TASK DIRECTIONS -> Your answer should be the lines below from the one with "form [757, 672]." to the one with "form [806, 92].", both included, given again exactly and with nothing added.

══════════════════════════════

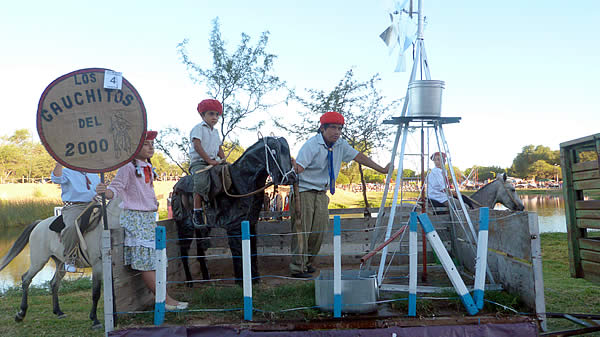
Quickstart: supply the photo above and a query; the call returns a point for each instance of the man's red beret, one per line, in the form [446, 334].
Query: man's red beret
[210, 105]
[332, 117]
[150, 135]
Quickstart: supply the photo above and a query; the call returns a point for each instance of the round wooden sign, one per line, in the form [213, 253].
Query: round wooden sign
[87, 124]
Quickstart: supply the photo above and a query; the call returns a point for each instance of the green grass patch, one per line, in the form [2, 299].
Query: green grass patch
[14, 213]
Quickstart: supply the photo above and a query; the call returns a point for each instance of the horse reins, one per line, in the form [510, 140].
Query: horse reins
[268, 151]
[510, 195]
[241, 195]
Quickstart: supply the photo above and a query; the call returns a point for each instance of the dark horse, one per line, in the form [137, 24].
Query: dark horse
[239, 195]
[182, 204]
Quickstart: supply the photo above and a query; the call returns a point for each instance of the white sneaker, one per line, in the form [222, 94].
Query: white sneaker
[179, 306]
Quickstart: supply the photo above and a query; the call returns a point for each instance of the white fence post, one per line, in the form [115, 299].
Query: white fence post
[109, 322]
[481, 260]
[337, 267]
[161, 275]
[412, 280]
[247, 270]
[447, 263]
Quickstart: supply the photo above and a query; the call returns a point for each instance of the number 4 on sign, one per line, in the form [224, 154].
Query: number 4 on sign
[113, 80]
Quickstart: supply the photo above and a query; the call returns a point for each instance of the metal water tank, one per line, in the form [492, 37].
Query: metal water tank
[425, 98]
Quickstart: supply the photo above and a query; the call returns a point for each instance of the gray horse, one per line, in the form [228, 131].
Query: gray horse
[498, 191]
[46, 244]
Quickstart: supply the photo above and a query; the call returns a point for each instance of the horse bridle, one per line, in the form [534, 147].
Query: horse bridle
[510, 194]
[272, 152]
[268, 151]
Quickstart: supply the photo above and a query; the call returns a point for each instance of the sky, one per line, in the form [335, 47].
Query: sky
[516, 72]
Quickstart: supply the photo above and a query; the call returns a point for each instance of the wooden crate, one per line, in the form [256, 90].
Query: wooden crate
[581, 188]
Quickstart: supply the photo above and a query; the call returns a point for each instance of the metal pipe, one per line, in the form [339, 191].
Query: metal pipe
[381, 246]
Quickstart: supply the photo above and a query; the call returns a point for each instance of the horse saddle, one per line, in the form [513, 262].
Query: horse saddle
[89, 218]
[57, 225]
[220, 180]
[91, 215]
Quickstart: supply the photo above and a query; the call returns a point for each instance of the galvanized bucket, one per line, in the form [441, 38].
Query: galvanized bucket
[425, 98]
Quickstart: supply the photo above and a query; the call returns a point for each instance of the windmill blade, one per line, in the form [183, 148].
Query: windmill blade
[389, 37]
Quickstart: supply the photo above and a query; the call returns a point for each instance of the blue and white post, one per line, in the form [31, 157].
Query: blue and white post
[447, 263]
[337, 266]
[247, 270]
[481, 260]
[161, 275]
[412, 268]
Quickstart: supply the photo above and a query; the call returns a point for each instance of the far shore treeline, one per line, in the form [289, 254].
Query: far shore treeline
[23, 160]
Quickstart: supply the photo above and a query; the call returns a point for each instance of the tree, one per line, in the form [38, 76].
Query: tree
[362, 106]
[20, 156]
[485, 172]
[240, 80]
[529, 155]
[542, 170]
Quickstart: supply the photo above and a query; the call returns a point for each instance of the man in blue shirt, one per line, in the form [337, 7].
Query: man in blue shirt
[78, 190]
[318, 164]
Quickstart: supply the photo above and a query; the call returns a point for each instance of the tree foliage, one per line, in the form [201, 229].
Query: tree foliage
[21, 157]
[361, 104]
[484, 172]
[542, 170]
[531, 154]
[239, 80]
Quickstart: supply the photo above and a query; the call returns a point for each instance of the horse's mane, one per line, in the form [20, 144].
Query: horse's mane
[250, 151]
[484, 187]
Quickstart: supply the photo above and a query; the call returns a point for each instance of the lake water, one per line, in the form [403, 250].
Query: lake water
[550, 210]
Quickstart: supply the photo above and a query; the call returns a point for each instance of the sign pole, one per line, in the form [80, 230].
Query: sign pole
[107, 282]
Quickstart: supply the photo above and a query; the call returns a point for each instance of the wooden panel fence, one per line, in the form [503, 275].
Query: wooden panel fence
[581, 189]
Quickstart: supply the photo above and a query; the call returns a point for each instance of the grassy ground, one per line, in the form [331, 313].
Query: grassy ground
[563, 294]
[21, 204]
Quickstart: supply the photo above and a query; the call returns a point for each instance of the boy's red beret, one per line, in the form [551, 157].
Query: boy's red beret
[332, 117]
[210, 105]
[150, 135]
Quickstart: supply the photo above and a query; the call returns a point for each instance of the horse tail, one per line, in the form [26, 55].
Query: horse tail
[19, 244]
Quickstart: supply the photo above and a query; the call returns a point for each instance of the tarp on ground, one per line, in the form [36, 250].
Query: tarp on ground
[525, 329]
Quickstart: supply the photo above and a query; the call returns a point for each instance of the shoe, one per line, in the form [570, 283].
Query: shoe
[197, 218]
[301, 275]
[179, 306]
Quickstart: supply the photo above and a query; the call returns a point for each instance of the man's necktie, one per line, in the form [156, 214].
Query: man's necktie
[331, 174]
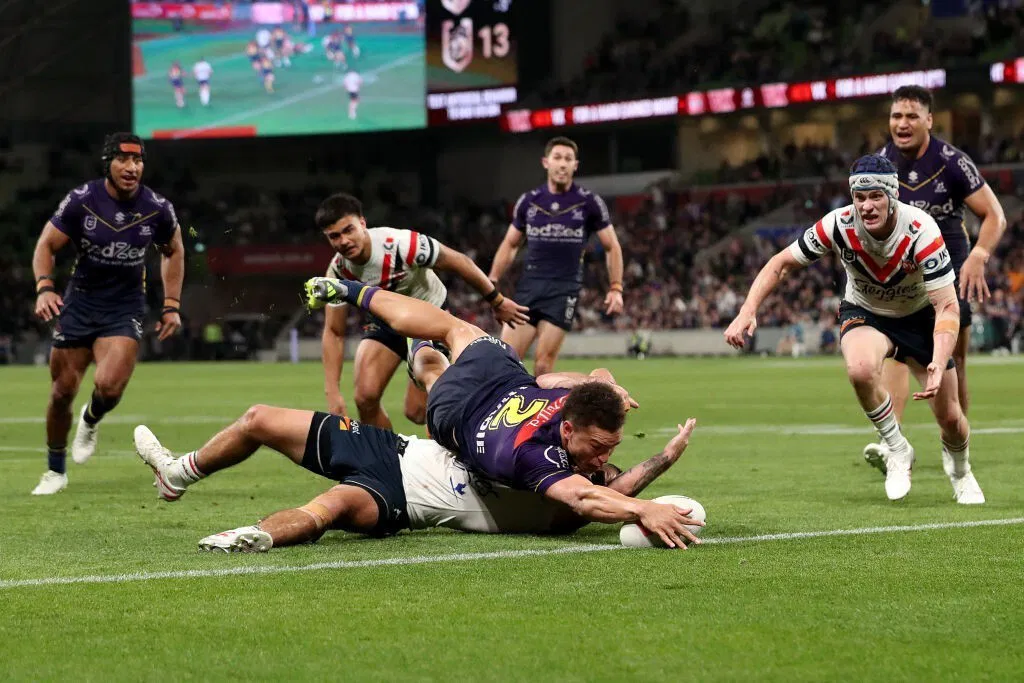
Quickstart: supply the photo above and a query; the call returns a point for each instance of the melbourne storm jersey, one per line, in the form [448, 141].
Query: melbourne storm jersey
[112, 238]
[399, 261]
[557, 228]
[891, 278]
[938, 183]
[516, 440]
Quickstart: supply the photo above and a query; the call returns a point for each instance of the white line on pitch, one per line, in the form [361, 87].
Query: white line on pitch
[466, 557]
[248, 115]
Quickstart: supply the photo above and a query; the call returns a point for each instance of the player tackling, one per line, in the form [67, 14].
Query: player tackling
[111, 221]
[939, 178]
[556, 219]
[900, 302]
[403, 261]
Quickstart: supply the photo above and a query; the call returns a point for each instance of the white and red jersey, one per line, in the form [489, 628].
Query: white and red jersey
[399, 261]
[891, 278]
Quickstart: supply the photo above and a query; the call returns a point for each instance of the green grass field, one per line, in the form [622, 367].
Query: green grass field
[308, 96]
[776, 452]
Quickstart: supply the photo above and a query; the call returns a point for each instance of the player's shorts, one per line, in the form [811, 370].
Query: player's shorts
[79, 325]
[549, 300]
[911, 335]
[359, 455]
[486, 371]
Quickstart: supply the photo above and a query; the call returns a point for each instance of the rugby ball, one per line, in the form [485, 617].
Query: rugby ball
[636, 536]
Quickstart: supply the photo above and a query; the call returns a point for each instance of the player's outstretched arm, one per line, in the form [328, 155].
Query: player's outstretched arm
[945, 334]
[172, 272]
[985, 205]
[771, 274]
[506, 253]
[613, 260]
[333, 354]
[600, 504]
[48, 302]
[634, 480]
[506, 310]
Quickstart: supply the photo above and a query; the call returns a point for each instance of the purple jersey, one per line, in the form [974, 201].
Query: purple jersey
[938, 182]
[517, 440]
[557, 227]
[112, 238]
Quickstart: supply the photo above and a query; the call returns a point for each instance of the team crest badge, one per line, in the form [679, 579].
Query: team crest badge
[456, 6]
[457, 43]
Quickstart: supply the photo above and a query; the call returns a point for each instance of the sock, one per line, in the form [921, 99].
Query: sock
[55, 457]
[358, 293]
[884, 419]
[185, 470]
[98, 407]
[961, 454]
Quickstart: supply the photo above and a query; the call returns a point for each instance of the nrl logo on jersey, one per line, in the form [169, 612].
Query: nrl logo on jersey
[457, 43]
[456, 6]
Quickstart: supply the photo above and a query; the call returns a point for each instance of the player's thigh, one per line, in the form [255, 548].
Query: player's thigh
[519, 337]
[115, 361]
[864, 349]
[349, 508]
[550, 338]
[68, 366]
[284, 429]
[375, 366]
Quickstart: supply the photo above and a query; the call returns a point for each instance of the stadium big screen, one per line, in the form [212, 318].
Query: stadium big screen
[301, 67]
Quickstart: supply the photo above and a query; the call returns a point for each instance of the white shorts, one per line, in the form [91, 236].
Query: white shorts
[439, 492]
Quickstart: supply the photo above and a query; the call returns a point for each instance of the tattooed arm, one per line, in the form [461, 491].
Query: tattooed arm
[635, 479]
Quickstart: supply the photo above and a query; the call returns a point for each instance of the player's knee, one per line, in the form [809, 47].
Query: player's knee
[862, 373]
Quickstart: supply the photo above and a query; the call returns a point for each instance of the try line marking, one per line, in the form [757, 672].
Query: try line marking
[466, 557]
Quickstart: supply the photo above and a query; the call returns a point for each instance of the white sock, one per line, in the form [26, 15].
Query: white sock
[884, 419]
[961, 454]
[185, 471]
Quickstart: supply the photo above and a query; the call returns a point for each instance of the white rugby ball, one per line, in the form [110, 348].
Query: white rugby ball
[636, 536]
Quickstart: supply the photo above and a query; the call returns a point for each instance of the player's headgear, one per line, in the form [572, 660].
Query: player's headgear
[121, 143]
[876, 172]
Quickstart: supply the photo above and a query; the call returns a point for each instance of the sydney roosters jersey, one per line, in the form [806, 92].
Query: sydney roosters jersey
[399, 261]
[891, 278]
[517, 441]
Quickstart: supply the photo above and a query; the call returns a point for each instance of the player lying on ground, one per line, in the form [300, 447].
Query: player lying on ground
[540, 434]
[401, 260]
[111, 221]
[896, 265]
[387, 482]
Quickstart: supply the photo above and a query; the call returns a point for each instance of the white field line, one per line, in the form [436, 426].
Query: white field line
[250, 115]
[467, 557]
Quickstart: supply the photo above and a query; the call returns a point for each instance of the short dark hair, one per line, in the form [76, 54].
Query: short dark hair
[563, 142]
[335, 208]
[595, 404]
[914, 93]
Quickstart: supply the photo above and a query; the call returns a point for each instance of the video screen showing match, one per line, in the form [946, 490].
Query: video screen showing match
[253, 69]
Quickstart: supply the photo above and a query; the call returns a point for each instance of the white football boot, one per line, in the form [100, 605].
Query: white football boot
[242, 540]
[85, 438]
[51, 482]
[966, 488]
[160, 461]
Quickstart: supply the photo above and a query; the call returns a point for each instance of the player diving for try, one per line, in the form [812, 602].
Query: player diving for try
[556, 219]
[543, 434]
[111, 221]
[940, 179]
[387, 482]
[900, 302]
[403, 261]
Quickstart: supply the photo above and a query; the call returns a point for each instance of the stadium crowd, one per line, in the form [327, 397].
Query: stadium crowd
[762, 42]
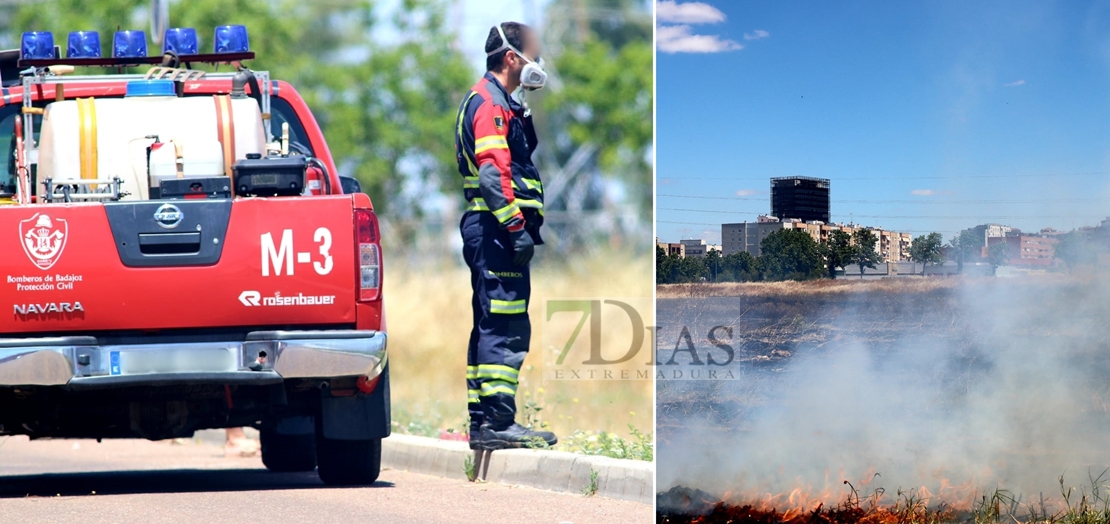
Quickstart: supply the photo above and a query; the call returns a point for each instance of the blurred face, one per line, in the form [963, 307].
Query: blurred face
[531, 51]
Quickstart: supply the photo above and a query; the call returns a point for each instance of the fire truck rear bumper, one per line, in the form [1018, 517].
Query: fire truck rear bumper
[263, 358]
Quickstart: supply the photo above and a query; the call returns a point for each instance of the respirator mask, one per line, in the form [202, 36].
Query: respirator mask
[533, 76]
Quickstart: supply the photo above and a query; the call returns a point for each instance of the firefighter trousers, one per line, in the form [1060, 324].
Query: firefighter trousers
[502, 331]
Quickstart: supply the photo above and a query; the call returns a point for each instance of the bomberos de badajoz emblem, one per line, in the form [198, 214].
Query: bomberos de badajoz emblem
[43, 239]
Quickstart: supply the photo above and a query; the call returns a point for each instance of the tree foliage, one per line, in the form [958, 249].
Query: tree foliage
[864, 252]
[790, 254]
[927, 250]
[604, 72]
[837, 251]
[964, 248]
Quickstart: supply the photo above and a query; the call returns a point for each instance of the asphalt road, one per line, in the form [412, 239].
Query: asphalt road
[155, 482]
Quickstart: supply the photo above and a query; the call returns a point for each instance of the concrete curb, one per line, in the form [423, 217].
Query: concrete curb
[541, 469]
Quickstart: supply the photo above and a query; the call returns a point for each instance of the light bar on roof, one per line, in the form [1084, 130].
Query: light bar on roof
[37, 44]
[180, 40]
[83, 44]
[129, 44]
[231, 39]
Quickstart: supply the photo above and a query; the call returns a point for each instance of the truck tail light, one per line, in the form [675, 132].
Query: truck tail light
[369, 252]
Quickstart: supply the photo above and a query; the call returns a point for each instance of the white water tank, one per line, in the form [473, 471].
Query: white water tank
[121, 126]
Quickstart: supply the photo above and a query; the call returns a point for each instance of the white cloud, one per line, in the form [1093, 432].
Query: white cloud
[928, 192]
[757, 34]
[678, 39]
[688, 12]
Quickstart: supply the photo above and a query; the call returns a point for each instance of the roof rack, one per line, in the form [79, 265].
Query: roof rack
[132, 61]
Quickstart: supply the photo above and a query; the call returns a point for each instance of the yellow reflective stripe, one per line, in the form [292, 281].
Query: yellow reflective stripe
[493, 141]
[87, 117]
[477, 204]
[494, 388]
[528, 203]
[458, 129]
[497, 371]
[532, 183]
[507, 306]
[506, 212]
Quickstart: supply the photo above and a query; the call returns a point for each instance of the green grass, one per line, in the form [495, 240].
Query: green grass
[591, 487]
[603, 443]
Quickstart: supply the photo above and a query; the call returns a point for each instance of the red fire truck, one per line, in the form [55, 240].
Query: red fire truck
[178, 253]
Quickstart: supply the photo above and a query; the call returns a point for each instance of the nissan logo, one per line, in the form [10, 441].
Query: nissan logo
[168, 215]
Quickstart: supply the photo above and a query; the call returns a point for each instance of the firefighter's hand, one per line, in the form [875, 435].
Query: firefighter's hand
[523, 248]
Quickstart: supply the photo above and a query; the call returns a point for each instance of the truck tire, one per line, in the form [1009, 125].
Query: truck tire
[349, 462]
[288, 453]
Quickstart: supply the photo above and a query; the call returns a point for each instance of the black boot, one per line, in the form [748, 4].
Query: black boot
[475, 436]
[515, 435]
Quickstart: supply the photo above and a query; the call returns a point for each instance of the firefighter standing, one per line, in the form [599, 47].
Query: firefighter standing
[494, 140]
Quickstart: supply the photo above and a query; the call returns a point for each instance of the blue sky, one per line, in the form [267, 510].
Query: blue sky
[927, 116]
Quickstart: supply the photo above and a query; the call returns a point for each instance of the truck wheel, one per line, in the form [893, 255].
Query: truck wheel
[288, 453]
[349, 462]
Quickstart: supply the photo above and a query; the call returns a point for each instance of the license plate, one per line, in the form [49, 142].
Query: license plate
[172, 361]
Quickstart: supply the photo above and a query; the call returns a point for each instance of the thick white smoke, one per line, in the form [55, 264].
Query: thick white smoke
[964, 389]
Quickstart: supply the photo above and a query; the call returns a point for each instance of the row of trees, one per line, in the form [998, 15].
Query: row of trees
[794, 254]
[787, 254]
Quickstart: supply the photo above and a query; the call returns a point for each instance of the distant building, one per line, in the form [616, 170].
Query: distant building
[694, 248]
[800, 198]
[670, 249]
[1028, 250]
[892, 245]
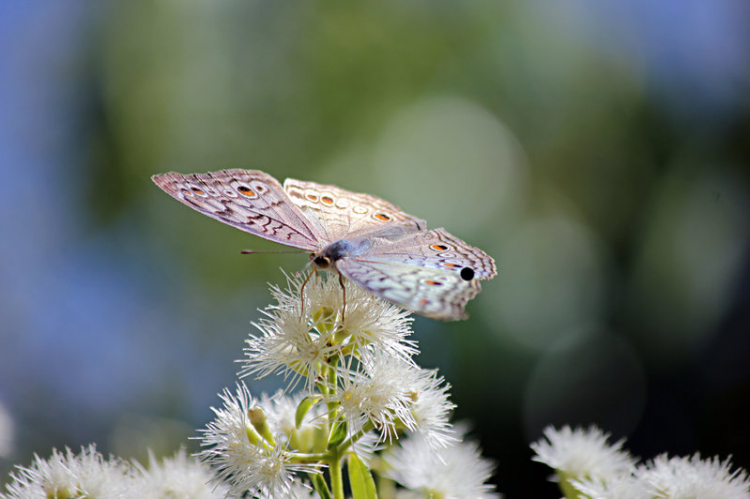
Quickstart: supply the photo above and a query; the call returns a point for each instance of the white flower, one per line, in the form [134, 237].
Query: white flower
[87, 474]
[180, 476]
[582, 453]
[457, 471]
[431, 408]
[624, 486]
[379, 394]
[300, 341]
[244, 459]
[688, 478]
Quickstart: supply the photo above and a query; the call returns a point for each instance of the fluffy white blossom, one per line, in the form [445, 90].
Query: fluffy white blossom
[624, 486]
[87, 474]
[582, 453]
[297, 341]
[180, 476]
[457, 471]
[243, 458]
[693, 477]
[378, 393]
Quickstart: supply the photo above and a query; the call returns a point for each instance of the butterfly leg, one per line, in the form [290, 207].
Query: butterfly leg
[343, 292]
[302, 292]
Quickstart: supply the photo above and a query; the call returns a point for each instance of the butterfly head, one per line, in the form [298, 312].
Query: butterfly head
[328, 256]
[320, 261]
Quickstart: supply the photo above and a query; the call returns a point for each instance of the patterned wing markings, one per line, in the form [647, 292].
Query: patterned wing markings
[339, 212]
[439, 250]
[439, 294]
[249, 200]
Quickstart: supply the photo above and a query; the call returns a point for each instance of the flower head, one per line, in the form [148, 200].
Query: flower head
[67, 474]
[689, 477]
[456, 471]
[245, 453]
[178, 476]
[582, 453]
[378, 393]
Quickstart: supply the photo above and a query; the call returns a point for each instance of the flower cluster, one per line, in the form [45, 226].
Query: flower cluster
[587, 466]
[362, 394]
[90, 474]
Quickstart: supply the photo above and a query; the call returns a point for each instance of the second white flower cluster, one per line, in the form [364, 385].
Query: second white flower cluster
[587, 466]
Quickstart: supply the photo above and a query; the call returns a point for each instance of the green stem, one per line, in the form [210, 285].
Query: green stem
[353, 439]
[337, 479]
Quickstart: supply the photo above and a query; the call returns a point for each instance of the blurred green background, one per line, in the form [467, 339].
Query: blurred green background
[598, 150]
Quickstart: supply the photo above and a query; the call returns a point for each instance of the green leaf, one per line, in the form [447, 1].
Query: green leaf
[320, 485]
[304, 406]
[337, 435]
[360, 479]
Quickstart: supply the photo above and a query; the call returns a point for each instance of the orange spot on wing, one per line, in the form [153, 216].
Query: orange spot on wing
[246, 191]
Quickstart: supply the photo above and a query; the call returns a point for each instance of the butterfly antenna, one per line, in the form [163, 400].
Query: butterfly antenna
[255, 252]
[343, 292]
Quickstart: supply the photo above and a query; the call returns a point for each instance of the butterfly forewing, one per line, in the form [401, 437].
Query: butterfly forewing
[339, 212]
[249, 200]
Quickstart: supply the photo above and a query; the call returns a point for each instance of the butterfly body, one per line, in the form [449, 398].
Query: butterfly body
[363, 238]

══════════════════════════════

TASK RESULT ->
Quickstart: supply the photo above and a query; the call returns a point for each instance of the try line marking, one per line, in the form [757, 672].
Query: try line marking
[466, 557]
Quickstart: supply the photo above and a query; the call returns a point for each instance of the white sock, one per line, in the form [26, 15].
Query: white sock
[884, 419]
[961, 454]
[185, 471]
Quickstart: supply the photo above and a query; the call returns a point for each instance of the white rugby ball, one per line, in the form [110, 348].
Query: white rugby ball
[636, 536]
Quickstart: supply the photo above and a query; the call returns a point for each instance of the player's headgear, one per line, in the form [572, 660].
Query: player's headgear
[121, 143]
[876, 172]
Quickstart: supply the photo above and a query; the call returns a point for each instance of the sydney roosters jersey, one per line, in the form [806, 92].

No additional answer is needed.